– El hilo de oro
– Roma años ’40: bajo los bombardeos
-El descubrimiento
– Nadie pase a mi lado en vano
– La escalada final

El hilo de oro
“Leeremos bien nuestra historia sólo en el Paraíso, donde captaremos plenamente el hilo de oro que, esperemos, nos llevará donde tenemos que llegar”. Con estas palabras, la misma Renata empieza la historia de su vida, que había descubierto toda entretejida del amor de Dios.

Nace el 30 de mayo de 1930 en Aurelia, una pequeña ciudad de la Región de Lazio. Seguidamente, se traslada a Roma con su familia.

Los suyos no frecuentaban la Iglesia, pero eran personas rectas, sinceras, ricas de valores humanos.
== == ==
▶ Reto A
Reformule como lista numerada, sin las líneas en blanco, las líneas de los registros que comienzan en la que contiene "of the handheld" y terminan en la que contiene "Target: handheld shower head", ambas incluidas.
El extracto y los registros constituyen materiales independientes entre sí.

▶ Registros extraídos
== == ==
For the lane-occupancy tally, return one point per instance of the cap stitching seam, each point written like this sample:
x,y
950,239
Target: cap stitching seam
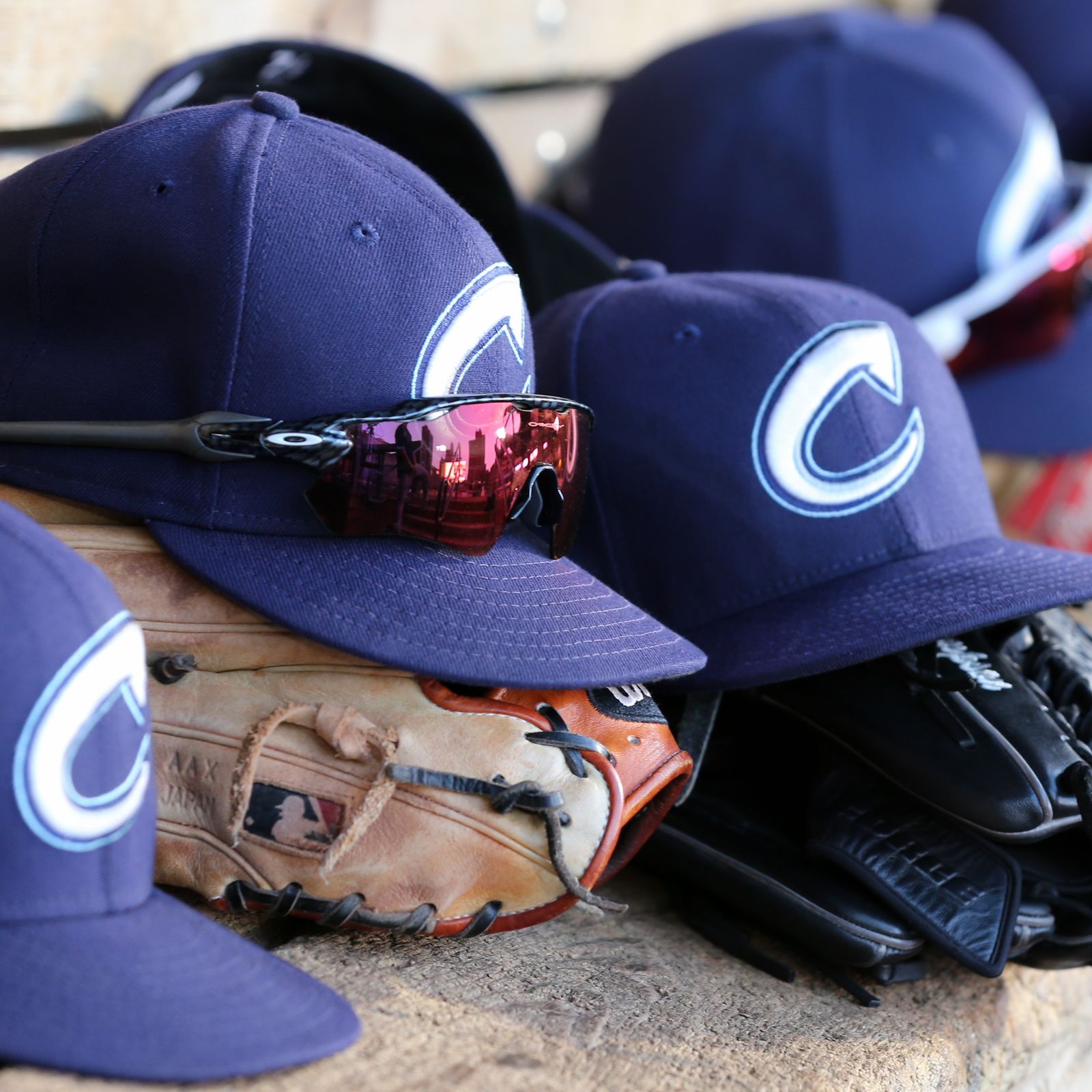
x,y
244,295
== == ==
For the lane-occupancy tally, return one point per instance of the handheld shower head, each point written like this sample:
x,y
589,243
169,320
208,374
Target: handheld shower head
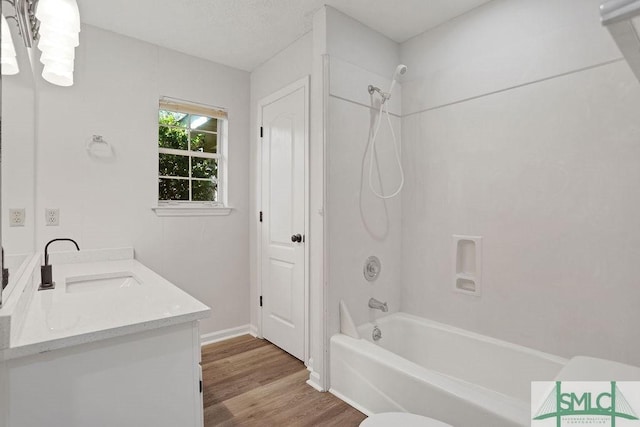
== == ==
▶ Reto B
Responda a las siguientes preguntas sobre el extracto acerca de la vida de Renata:
(i) ¿Dónde afirma Renata que leeremos bien nuestra historia?
(ii) ¿En qué fecha nace Renata?
(iii) ¿Qué no frecuentaban los suyos?

▶ Respuesta A
1. For the lane-occupancy tally, return one point per instance of the handheld shower head, each point written like this sample:
2. x,y
3. 589,243
4. 169,320
5. 208,374
6. Target: handheld shower head

▶ Respuesta B
(i) Sólo en el Paraíso.
(ii) El 30 de mayo de 1930.
(iii) La Iglesia.